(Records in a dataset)
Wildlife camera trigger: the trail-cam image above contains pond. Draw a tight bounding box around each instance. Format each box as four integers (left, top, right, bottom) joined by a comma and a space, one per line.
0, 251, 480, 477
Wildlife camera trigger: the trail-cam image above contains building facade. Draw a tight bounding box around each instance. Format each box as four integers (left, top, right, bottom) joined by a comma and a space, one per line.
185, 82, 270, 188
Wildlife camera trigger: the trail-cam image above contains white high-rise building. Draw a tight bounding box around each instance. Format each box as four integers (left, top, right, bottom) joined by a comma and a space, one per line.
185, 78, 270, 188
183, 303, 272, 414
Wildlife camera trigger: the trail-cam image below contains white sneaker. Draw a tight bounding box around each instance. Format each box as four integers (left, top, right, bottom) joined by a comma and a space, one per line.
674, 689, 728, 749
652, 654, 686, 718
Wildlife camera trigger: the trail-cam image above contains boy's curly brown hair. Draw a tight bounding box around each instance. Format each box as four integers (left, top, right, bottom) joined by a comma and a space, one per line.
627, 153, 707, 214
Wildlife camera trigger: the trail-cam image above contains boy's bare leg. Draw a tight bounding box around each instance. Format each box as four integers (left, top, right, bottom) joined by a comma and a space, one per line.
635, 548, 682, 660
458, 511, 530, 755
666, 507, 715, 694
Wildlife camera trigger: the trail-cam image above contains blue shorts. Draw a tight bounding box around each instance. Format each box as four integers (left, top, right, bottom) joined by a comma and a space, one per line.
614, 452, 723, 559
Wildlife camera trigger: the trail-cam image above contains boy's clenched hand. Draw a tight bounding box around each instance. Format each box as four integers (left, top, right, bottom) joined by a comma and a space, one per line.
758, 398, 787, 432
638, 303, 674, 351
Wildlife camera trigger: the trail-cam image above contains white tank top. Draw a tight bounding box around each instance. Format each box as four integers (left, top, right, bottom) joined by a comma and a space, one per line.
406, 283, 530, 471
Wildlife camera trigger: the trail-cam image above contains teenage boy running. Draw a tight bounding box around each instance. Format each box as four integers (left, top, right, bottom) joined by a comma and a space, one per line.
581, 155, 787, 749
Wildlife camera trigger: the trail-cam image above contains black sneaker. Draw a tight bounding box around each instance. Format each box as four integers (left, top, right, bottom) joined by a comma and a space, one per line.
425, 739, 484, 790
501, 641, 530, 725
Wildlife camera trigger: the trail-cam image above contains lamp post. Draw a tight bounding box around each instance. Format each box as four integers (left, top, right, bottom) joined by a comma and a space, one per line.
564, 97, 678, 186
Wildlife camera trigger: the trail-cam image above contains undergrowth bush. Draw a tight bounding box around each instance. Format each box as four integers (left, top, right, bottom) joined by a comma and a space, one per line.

YOUR TASK
Arrange the lines above as a two-column CSV headed instruction and response. Begin at the line that has "Wildlife camera trigger: the trail-cam image below", stop after the line that has "614, 452, 723, 559", and give one row per text and its answer, each in its own quoted field with line breaks turned into spaces.

FINISHED TASK
instruction,response
"Wildlife camera trigger: the trail-cam image below contains white sneaker. Draw a tight bounding box around each instance. Format each box as four integers (left, top, right, bottom) joined by a comma and a space, one per line.","674, 689, 728, 749 652, 654, 686, 718"
"Wildlife camera trigger: the trail-cam image above contains boy's curly brown hair. Draw a tight bounding box around each instance. Format each box as four integers (left, top, right, bottom) joined by a comma and a space, one per line.","627, 153, 707, 214"
"Wildlife camera trigger: the trail-cam image above contains boy's bare leg. Draw a tight bounding box around each instance. Format each box as four integers (left, top, right, bottom) joined by a comma and a space, one per line.","635, 548, 682, 660 458, 511, 530, 755 666, 507, 715, 694"
"Wildlife camera trigger: the trail-cam image above contains blue shorts. Draw a tight bounding box around each instance. Format each box as four integers (left, top, right, bottom) joined by a comma and a space, one per line.","614, 452, 723, 559"